● Entries provided
------------------------------------
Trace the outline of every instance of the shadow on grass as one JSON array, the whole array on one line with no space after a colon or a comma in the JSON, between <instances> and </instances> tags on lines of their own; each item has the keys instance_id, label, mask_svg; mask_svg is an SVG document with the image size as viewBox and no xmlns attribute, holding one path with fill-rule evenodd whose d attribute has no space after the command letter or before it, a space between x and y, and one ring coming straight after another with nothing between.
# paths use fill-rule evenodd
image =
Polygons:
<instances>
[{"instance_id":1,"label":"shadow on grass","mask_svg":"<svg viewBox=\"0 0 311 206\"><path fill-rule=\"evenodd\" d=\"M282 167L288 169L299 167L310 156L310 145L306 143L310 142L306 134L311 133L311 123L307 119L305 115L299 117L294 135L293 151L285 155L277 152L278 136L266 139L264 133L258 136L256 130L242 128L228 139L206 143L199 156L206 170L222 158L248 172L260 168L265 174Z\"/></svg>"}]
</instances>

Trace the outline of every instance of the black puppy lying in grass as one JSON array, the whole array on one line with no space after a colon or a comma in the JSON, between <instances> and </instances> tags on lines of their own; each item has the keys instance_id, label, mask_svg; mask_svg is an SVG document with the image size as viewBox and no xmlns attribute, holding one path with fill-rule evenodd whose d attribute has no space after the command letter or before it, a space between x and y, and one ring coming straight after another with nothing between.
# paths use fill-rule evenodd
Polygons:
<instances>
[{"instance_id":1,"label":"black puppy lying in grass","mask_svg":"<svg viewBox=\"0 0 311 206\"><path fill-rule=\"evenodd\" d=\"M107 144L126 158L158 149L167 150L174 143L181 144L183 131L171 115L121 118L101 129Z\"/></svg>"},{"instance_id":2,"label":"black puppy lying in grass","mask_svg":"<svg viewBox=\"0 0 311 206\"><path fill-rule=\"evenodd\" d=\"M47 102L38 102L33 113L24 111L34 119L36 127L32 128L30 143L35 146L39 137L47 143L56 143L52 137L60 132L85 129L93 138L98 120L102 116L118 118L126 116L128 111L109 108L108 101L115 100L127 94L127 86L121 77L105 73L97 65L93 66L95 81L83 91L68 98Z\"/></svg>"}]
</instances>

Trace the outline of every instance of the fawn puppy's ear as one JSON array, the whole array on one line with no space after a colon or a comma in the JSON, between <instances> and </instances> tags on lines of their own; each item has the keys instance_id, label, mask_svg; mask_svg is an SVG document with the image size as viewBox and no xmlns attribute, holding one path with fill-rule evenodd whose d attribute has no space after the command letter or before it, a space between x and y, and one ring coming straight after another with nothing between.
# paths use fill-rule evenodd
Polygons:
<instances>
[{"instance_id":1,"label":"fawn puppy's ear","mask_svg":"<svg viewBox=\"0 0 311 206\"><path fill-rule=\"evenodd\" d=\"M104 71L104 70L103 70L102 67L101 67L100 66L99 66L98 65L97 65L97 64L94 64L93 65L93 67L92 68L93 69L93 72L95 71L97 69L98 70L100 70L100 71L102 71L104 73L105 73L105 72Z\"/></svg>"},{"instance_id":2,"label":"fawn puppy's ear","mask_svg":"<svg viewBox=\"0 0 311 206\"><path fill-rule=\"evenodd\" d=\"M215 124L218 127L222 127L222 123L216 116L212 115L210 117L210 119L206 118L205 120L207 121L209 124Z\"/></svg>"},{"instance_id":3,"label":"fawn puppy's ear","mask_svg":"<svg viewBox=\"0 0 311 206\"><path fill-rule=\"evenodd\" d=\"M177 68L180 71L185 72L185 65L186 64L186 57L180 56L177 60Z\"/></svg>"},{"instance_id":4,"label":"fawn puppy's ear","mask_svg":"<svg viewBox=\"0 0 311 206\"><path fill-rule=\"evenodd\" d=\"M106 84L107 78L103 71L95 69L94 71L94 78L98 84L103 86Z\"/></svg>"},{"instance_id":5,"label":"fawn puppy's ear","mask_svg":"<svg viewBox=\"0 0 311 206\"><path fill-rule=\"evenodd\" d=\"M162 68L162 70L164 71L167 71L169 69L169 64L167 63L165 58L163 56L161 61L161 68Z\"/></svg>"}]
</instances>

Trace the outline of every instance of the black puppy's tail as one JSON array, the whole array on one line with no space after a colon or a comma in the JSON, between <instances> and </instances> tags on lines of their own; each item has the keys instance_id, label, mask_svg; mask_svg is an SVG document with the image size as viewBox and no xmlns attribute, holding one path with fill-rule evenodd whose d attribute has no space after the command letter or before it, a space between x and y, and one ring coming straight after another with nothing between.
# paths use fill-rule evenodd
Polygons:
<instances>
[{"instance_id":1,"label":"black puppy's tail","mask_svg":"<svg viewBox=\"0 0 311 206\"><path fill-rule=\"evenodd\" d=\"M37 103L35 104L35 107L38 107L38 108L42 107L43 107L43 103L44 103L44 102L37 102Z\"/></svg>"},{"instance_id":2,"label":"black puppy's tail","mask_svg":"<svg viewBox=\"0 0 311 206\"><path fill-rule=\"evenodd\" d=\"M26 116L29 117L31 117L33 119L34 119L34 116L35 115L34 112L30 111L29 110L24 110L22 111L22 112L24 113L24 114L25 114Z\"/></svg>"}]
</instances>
------------------------------------
● The request
Please find every line in the material above that contains the string "lying" and copy each of those lines.

● Result of this exercise
Trace the outline of every instance of the black puppy lying in grass as one JSON array, the whole array on one line with no space after a colon or a comma in the JSON, between <instances> and </instances> tags on lines of their own; each item has the keys instance_id, label, mask_svg; mask_svg is an SVG document with the image size as viewBox and no xmlns attribute, holding one path with fill-rule evenodd whose d attribute has no space after the command letter or before it, a space between x and y, and one ring coming straight after another with nothing between.
[{"instance_id":1,"label":"black puppy lying in grass","mask_svg":"<svg viewBox=\"0 0 311 206\"><path fill-rule=\"evenodd\" d=\"M107 144L126 158L158 149L167 150L174 143L181 144L183 131L171 115L121 118L101 129Z\"/></svg>"},{"instance_id":2,"label":"black puppy lying in grass","mask_svg":"<svg viewBox=\"0 0 311 206\"><path fill-rule=\"evenodd\" d=\"M47 102L38 102L33 113L24 111L34 119L36 127L32 128L30 143L35 146L39 137L47 143L56 143L52 137L60 132L85 129L93 138L98 120L102 116L118 118L126 116L128 111L109 108L108 101L115 100L127 94L127 86L121 77L105 73L97 65L93 66L95 81L83 91L68 98Z\"/></svg>"}]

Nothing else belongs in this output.